TASK BRIEF
Collect all lines containing the word "then" from the data.

(Data items)
++++++++

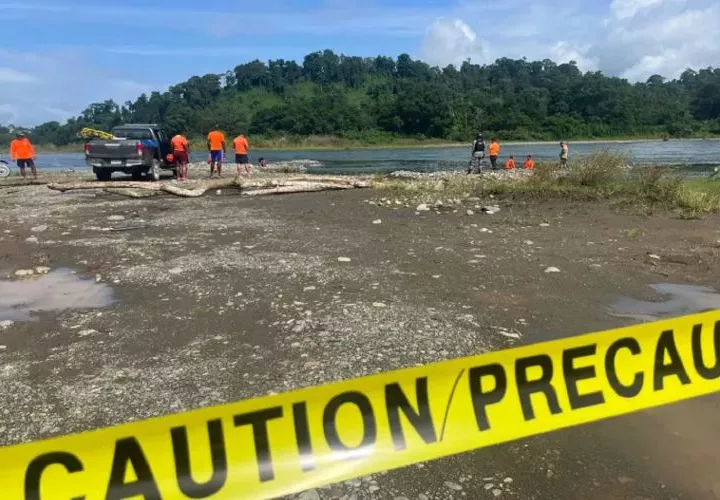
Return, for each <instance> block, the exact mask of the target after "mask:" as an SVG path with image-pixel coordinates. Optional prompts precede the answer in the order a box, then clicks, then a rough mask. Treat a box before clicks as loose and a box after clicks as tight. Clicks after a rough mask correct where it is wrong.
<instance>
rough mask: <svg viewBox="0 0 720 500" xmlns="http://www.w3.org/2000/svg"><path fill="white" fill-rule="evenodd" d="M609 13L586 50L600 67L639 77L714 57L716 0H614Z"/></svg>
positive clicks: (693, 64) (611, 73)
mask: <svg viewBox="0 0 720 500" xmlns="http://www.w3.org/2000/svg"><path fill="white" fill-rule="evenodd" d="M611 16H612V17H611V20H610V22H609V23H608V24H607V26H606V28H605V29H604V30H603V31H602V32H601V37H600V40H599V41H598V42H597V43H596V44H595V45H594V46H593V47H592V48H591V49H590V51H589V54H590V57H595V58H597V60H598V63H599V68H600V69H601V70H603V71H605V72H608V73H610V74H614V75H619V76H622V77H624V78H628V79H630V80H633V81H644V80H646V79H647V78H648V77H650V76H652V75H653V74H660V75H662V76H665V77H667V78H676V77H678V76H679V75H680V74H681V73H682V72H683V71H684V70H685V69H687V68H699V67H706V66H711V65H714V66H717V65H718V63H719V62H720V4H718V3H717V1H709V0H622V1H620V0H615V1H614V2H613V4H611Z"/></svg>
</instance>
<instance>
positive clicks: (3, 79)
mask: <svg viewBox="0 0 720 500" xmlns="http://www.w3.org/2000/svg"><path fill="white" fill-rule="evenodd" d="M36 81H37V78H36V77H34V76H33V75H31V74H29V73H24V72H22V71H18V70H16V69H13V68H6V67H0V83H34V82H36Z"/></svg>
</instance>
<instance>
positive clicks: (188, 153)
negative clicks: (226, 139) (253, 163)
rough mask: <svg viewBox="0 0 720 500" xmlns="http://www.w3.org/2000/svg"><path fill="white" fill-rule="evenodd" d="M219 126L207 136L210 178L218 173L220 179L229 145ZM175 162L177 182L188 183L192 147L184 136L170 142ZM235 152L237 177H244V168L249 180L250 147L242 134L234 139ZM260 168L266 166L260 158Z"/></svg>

++++++++

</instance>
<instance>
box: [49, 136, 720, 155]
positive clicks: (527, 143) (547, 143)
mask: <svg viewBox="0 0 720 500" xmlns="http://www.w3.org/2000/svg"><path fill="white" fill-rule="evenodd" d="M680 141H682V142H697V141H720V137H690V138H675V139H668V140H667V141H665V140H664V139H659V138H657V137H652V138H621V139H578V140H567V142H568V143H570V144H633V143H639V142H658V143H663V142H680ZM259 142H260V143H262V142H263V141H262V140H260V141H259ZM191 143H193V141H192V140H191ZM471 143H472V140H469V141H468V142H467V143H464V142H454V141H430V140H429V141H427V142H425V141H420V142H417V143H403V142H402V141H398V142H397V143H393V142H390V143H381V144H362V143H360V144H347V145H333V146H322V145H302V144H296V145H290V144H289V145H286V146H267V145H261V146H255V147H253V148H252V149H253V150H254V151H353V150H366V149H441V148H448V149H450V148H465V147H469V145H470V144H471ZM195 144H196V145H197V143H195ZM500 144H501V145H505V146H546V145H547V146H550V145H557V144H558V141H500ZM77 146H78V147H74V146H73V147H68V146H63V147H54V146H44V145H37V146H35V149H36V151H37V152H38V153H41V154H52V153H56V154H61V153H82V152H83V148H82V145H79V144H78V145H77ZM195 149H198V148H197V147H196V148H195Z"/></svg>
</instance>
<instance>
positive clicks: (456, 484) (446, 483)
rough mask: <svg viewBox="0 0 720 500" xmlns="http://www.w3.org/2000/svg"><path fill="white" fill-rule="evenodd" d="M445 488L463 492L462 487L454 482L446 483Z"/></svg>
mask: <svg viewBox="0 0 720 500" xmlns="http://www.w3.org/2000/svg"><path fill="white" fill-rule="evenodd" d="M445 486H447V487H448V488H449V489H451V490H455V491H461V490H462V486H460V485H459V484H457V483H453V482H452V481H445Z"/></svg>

++++++++

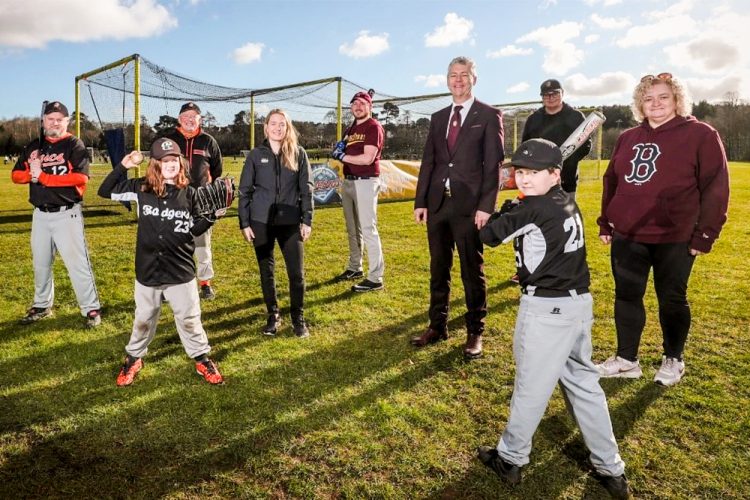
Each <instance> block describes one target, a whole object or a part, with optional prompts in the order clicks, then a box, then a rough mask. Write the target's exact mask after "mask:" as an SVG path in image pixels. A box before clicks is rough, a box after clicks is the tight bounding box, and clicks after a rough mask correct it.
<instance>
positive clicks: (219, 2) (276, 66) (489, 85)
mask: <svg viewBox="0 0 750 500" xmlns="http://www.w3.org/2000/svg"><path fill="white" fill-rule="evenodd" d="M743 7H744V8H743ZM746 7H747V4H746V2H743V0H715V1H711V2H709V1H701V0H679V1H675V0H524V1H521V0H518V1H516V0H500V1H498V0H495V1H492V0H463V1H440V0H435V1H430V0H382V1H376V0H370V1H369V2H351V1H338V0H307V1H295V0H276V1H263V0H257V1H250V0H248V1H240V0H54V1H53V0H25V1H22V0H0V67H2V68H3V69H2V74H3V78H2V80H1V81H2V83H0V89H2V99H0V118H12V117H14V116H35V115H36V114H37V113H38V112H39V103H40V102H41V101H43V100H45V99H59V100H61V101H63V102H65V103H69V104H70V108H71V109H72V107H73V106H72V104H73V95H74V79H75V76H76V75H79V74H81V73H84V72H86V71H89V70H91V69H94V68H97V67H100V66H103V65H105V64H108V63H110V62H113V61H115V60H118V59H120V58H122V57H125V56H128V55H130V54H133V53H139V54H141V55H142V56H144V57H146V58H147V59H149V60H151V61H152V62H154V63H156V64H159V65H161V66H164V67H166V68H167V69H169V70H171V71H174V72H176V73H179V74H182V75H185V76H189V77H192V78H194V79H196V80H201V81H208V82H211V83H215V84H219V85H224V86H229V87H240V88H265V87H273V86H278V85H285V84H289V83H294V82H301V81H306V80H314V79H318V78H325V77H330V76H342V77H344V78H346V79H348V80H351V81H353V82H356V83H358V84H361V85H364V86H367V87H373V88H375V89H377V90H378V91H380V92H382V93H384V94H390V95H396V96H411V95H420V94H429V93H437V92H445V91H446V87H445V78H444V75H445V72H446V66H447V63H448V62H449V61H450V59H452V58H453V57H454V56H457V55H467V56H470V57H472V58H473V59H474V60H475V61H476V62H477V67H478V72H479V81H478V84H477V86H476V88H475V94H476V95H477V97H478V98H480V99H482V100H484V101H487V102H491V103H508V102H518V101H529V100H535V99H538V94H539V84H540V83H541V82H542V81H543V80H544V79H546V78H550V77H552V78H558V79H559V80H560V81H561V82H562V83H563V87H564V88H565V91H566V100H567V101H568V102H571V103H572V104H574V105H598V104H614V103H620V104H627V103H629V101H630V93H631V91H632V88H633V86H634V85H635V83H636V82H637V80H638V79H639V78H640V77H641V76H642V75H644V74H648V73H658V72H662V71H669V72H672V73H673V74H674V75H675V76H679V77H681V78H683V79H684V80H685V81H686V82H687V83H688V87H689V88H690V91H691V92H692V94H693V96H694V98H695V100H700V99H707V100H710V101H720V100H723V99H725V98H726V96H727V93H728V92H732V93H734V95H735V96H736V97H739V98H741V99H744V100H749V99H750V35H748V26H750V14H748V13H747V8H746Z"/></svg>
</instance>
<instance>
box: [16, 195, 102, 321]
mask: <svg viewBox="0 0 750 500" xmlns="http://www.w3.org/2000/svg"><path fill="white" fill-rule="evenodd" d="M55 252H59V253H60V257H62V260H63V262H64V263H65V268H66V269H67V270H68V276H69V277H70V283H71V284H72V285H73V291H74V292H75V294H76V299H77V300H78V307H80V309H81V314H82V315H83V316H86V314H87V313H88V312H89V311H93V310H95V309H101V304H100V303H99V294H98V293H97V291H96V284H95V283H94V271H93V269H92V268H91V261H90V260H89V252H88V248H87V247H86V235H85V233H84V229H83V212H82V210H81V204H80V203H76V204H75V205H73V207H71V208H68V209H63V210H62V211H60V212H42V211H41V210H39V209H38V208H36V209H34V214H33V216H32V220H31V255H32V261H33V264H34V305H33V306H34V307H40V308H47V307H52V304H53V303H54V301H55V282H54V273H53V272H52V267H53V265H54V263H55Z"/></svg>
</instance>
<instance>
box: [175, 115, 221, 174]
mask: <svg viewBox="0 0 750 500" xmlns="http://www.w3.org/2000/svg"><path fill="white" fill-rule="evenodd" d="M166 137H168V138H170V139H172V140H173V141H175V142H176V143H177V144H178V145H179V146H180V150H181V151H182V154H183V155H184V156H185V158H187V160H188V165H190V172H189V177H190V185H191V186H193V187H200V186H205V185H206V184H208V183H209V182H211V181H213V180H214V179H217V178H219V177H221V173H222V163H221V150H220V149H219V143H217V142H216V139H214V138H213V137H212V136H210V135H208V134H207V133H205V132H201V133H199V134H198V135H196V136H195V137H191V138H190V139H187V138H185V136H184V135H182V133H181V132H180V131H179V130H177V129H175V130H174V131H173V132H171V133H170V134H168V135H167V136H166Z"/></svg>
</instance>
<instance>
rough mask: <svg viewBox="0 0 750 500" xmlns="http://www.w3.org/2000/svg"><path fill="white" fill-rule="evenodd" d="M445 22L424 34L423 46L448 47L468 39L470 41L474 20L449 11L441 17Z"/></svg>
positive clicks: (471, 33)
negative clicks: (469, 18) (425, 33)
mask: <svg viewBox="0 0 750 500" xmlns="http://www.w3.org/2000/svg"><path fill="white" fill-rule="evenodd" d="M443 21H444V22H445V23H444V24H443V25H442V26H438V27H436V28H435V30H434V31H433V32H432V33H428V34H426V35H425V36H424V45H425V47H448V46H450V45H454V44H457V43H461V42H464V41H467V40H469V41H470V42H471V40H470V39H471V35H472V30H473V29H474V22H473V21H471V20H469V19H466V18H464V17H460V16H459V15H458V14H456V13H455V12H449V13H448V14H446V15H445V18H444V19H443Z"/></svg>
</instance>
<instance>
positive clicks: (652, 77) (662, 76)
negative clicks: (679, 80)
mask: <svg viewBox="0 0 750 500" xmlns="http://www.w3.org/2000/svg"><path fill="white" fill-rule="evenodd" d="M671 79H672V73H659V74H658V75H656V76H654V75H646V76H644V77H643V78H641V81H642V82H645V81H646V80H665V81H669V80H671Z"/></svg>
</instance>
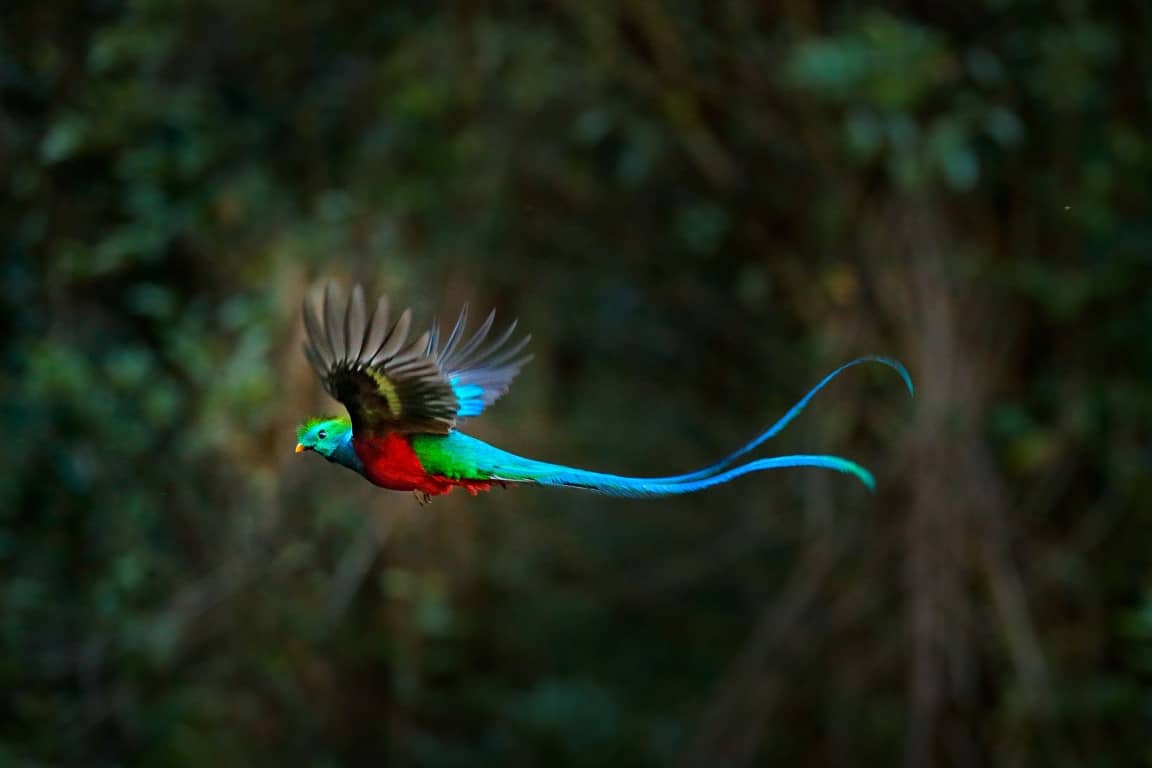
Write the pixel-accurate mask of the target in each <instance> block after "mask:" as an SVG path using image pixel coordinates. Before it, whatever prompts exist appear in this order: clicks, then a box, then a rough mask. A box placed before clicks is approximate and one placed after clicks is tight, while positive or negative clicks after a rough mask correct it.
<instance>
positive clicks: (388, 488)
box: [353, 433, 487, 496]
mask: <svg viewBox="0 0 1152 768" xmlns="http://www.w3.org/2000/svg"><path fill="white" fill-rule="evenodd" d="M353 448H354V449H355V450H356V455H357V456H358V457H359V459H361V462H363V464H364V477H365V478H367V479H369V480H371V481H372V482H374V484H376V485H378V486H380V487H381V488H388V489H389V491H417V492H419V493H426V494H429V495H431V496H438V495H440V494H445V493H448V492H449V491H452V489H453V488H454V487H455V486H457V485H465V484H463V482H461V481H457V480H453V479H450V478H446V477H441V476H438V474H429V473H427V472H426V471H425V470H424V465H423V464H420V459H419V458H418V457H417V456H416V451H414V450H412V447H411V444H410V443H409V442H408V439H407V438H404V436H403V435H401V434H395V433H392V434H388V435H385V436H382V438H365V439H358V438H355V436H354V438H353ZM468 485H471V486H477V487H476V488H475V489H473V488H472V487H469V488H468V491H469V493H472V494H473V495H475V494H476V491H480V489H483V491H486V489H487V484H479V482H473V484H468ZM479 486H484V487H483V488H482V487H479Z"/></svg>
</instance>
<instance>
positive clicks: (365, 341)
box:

++++++++

SOLUTION FOR THIS EXERCISE
Return, for each <instance> block, the exact mask of the target after "mask:" as an SVG path with image-pixel coordinates. Optional prompts precede the answer in the order a box, then clicks, then a rough mask. Treat a box before clicks as loose and a box after clicks as tight. Clicks after a rough mask correct where it is wrong.
Each <instance> block describes one target, a whole object or a part, with optional prompts in the order clicks, then a box, then a rough mask. Write the target's exact mask after "mask:" as an SVG path in image pixels. A box before clicks is rough, a box after clicks is the tight bounding box, and clicks after a rough mask correct it.
Write the pixel-accurate mask of the target in each <instance> block after "mask:" as an SVG path using image pixel coordinates. Before it, whatever prompts exist appear in this order: clicks, then a box, then a rough mask. A box placed before clicks is approximate and one placed after clicks is tight, while positive or negative clicks after a rough mask correct it.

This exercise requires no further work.